INSTRUCTIONS TO FOLLOW: All of the entries, apart from their pictures, are to be copied verbatim.

RECORDS TO USE:
════════════════════

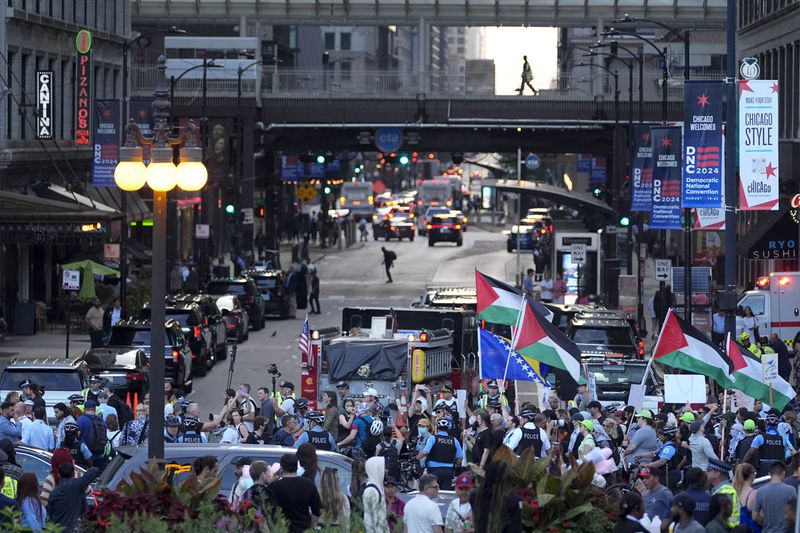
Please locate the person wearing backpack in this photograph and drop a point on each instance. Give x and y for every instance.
(93, 432)
(389, 449)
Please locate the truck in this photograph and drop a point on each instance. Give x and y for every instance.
(775, 302)
(357, 198)
(390, 350)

════════════════════

ANSWER FOR THE TASK:
Please locate the person wearing backpack in this photograph and drop a point on each instance. Give x and y for every instance.
(93, 432)
(389, 449)
Please locate the truck in this photograph and drop a point on each instance. Give x and y for every instance.
(775, 302)
(357, 198)
(390, 350)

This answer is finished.